==== Source text ====

Mean / SD

The Mean / SD node calculates descriptive statistics — mean, standard deviation, variance, count, and standard error — grouped by one or more explanatory variables.

What it does

Computes grouped summary statistics using R’s aggregate() function
Calculates: mean (\(\bar{x}\)), standard deviation (\(s\)), variance (\(s^2\)), count (\(n\)), and standard error (\(SE = \frac{s}{\sqrt{n}}\))
Optionally stores the result as a new dataframe for downstream use

How to use it

Connect a data source — drag an edge from an Input CSV node
Enter a formula — use the format response ~ explanatory (e.g. weight ~ diet)
Optionally name the output — provide a dataframe name to store results
Click Run

Formula syntax

Formula	Meaning
`weight ~ diet`	Mean/SD of `weight` grouped by `diet`
`weight ~ diet + time`	Grouped by both `diet` and `time`

Configuration

Setting	Required	Description
Upstream connection	Yes	A node providing data
Formula	Yes	`response ~ explanatory` format
Output dataframe name	No	Store results under this name for downstream use
Comment	No	Annotation for generated R code

Output

A table showing the computed statistics for each group:

Group	mean	sd	var	n	se
A	5.03	1.21	1.46	10	0.38
B	7.89	0.95	0.90	10	0.30

Generated R code

aggregate(
  formula = weight ~ diet,
  data = chick_data,
  FUN = function(x) c(
    mean = mean(x),
    sd = sd(x),
    var = var(x),
    n = length(x),
    se = sd(x) / sqrt(length(x))
  )
)

If you provide an output dataframe name, the result is assigned:

diet_summary <- aggregate(...)

Tips

The formula variables shown as “Uses: weight, diet” below the input help you verify that column names are correct
Providing an output dataframe name lets you chain this node’s results into downstream nodes like Output CSV
The standard error \(SE = \frac{s}{\sqrt{n}}\) is useful for constructing confidence intervals: \(\bar{x} \pm t_{\alpha/2} \times SE\)

====

(Task a):
Find each line in the entries that includes the word "shirt", and copy those lines out.
The entries after this point have no connection to the Mean / SD page.

==== Material for the task ====

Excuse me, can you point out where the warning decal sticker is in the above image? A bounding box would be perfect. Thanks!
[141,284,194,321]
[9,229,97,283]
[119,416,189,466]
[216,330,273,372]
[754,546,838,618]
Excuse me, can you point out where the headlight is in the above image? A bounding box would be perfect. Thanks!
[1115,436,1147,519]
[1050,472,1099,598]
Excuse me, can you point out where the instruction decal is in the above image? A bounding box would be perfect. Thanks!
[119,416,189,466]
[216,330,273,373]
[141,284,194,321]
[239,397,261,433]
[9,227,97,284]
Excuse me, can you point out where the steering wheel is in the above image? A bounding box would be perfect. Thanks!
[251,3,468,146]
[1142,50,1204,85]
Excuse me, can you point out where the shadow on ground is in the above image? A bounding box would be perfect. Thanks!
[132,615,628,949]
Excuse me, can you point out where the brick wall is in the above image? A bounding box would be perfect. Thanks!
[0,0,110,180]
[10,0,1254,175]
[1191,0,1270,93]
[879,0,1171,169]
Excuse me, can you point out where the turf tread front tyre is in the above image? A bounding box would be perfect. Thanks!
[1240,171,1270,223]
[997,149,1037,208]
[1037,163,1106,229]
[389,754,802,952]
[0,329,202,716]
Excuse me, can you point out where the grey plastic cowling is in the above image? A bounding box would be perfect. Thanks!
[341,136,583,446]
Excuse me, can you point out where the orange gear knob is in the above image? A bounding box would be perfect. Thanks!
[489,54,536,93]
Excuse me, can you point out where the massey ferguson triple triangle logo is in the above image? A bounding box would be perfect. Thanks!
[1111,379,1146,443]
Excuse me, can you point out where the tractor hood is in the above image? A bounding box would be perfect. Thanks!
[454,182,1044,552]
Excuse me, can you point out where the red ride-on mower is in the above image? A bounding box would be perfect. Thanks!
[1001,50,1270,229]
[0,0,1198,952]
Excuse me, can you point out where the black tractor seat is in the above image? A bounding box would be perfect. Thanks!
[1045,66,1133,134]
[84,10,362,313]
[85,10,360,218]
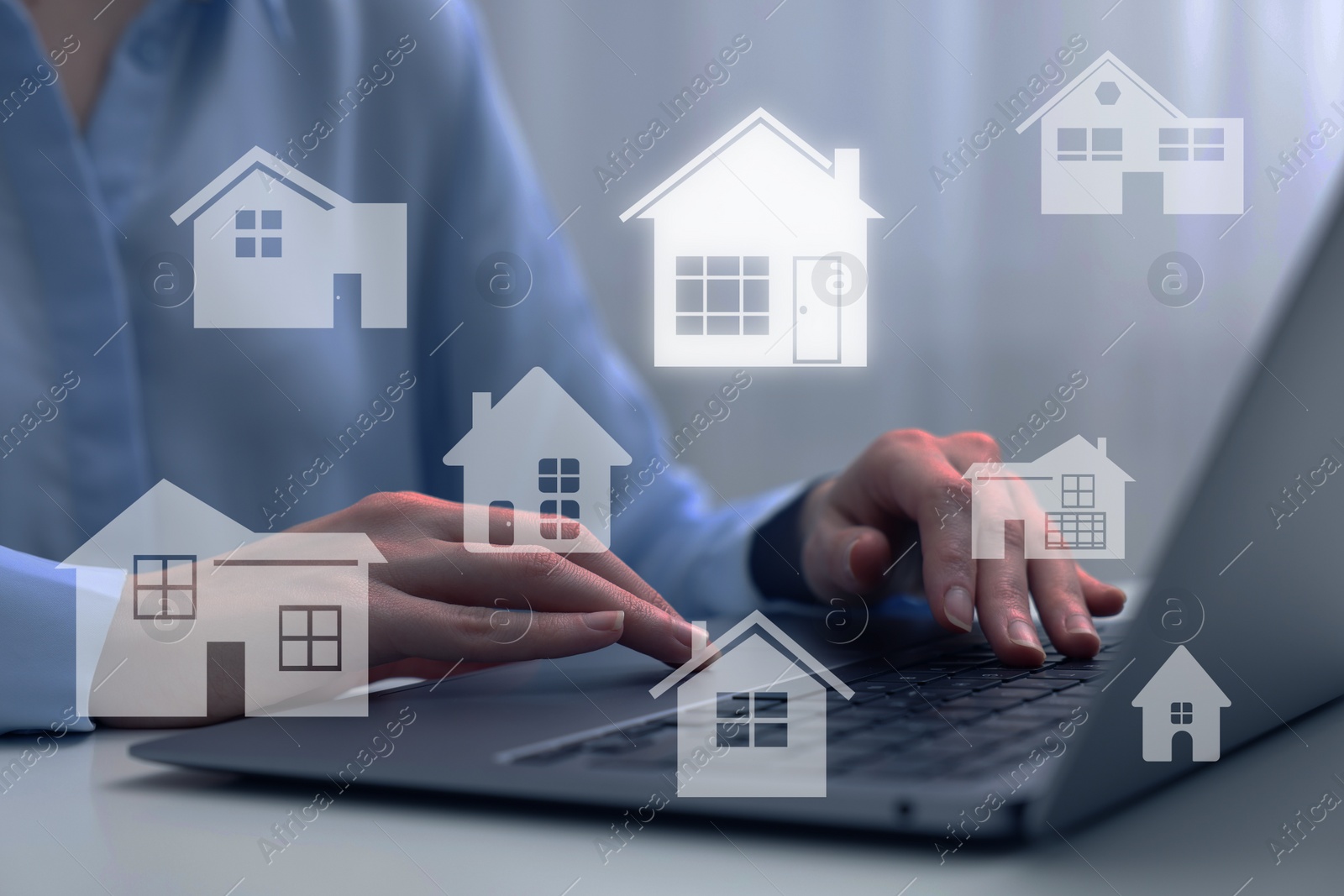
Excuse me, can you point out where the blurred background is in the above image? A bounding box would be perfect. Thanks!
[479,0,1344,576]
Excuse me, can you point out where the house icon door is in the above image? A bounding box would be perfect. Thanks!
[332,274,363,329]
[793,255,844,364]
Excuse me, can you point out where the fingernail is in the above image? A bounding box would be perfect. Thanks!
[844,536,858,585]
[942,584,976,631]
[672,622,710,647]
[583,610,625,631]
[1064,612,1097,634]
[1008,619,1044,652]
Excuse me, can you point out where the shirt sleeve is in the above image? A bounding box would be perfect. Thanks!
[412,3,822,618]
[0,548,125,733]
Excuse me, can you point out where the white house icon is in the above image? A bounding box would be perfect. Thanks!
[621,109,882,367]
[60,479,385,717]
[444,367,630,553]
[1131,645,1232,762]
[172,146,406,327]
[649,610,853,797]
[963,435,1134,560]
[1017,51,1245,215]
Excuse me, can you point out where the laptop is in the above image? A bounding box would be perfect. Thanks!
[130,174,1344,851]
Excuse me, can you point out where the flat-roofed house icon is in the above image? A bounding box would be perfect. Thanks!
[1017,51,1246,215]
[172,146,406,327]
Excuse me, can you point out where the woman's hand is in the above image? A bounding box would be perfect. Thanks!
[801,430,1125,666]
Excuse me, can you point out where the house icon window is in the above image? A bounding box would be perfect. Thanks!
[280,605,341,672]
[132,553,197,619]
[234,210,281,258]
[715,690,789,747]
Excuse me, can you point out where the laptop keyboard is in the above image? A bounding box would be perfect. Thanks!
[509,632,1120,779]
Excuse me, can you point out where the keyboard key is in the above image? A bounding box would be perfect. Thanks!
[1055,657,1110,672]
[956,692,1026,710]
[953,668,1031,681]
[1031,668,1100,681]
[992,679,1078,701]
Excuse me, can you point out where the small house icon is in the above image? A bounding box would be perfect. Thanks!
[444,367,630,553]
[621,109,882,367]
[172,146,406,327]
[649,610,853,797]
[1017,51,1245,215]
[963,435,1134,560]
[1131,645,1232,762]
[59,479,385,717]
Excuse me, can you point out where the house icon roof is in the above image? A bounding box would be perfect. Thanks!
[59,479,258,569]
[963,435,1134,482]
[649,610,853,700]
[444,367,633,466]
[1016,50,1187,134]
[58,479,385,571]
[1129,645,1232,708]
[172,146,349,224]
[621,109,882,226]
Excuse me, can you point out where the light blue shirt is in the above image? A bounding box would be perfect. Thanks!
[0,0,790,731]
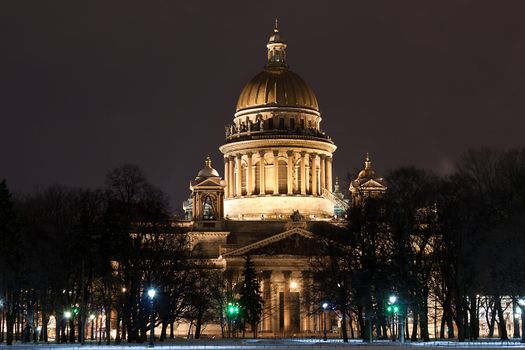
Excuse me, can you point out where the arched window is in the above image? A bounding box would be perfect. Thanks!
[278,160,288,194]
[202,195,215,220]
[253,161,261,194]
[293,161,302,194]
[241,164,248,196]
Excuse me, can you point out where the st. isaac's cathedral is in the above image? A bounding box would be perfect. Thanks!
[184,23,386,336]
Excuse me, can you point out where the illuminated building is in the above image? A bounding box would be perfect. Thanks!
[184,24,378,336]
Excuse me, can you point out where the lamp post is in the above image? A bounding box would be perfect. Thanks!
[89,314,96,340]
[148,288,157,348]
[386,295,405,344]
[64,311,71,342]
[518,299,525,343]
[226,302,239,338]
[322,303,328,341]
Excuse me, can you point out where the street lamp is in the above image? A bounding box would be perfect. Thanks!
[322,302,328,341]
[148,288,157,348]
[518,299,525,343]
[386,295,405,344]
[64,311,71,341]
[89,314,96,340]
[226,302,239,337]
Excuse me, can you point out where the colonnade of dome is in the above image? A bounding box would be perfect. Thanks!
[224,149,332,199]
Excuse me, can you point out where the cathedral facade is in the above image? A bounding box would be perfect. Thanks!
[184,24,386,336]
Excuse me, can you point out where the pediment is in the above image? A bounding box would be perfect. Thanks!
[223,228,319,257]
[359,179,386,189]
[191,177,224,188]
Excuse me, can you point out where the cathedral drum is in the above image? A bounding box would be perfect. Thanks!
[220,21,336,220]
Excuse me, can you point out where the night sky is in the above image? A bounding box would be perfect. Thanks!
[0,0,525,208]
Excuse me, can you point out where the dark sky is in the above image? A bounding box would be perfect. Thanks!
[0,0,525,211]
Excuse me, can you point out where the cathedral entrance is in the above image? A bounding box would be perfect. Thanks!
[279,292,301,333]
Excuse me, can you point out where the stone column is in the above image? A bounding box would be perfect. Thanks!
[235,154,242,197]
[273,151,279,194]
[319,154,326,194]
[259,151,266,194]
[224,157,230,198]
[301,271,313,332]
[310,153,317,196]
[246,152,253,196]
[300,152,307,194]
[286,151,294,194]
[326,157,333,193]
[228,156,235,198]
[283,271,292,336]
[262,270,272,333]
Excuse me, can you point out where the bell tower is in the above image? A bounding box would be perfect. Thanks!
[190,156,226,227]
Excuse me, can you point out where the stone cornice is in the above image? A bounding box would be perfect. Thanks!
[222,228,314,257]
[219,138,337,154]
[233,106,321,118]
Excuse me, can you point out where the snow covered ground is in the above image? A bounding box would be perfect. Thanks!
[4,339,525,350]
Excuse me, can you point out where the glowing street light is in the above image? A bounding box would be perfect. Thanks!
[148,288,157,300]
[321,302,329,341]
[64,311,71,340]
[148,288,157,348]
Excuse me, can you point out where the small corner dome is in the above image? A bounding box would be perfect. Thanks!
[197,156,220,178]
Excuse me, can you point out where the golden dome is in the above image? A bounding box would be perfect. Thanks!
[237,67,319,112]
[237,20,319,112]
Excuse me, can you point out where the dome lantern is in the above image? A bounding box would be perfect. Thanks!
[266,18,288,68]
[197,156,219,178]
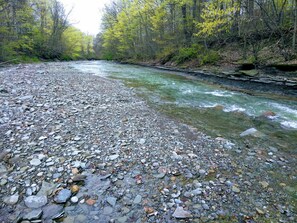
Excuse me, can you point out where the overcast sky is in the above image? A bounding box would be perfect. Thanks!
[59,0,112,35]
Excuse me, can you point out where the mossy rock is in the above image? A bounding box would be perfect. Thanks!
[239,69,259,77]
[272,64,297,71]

====

(Task b):
Per the Mean / SD page, which R function does the node use to compute its grouped summary statistics?

(Problem solution a):
Excuse me, can you point out where the shirt sleeve is in the above image? A bounding box would be perfect. Thanks!
Excuse me, can you point out where the light blue shirt is in the above image? A bounding box would be perfect. Thanks!

(Problem solution b):
aggregate()